▸ Given data
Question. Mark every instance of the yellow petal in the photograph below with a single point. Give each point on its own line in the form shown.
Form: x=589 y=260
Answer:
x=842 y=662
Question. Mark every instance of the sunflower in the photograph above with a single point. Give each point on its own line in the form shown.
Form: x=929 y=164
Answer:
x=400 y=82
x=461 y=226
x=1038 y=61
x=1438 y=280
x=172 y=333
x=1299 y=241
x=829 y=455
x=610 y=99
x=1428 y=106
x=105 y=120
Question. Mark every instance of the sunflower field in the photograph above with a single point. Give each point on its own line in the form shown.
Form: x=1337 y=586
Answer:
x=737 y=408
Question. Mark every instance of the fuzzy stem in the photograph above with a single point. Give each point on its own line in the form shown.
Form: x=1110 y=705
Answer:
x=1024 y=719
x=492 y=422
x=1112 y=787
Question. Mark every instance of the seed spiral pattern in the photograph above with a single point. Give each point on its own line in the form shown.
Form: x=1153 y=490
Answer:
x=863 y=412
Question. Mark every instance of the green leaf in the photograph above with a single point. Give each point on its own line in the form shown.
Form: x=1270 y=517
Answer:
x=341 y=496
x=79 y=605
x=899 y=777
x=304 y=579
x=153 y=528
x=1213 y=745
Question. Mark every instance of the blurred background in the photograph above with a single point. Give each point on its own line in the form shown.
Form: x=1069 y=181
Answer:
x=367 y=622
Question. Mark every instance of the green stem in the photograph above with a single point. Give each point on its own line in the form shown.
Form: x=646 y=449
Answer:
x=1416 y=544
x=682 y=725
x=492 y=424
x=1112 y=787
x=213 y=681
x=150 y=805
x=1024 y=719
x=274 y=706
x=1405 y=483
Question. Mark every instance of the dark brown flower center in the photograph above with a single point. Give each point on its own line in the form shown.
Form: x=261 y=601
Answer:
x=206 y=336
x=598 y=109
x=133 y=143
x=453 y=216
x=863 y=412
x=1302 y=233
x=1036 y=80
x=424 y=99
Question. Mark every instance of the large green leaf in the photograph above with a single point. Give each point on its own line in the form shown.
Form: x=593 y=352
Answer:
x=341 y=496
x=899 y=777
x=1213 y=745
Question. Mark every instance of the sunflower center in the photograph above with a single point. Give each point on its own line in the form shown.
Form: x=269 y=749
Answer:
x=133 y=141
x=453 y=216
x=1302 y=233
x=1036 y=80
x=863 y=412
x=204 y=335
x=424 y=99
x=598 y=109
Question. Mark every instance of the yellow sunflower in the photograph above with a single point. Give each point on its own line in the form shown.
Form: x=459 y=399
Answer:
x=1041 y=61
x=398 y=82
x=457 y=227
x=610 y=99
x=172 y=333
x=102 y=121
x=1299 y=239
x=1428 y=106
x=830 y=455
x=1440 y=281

▸ The problem
Return, word for word, every line from the one holding "Question. Mark every instance of the yellow sunflower" through the end of the material, both included.

▸ Solution to this task
Question. Mark every instance of the yellow sunflower in the photograph above with a single point. Give each point on its own line in the form shown.
Form: x=459 y=399
Answer:
x=1041 y=61
x=398 y=82
x=457 y=227
x=610 y=99
x=172 y=333
x=102 y=121
x=1299 y=239
x=1428 y=106
x=830 y=455
x=1440 y=281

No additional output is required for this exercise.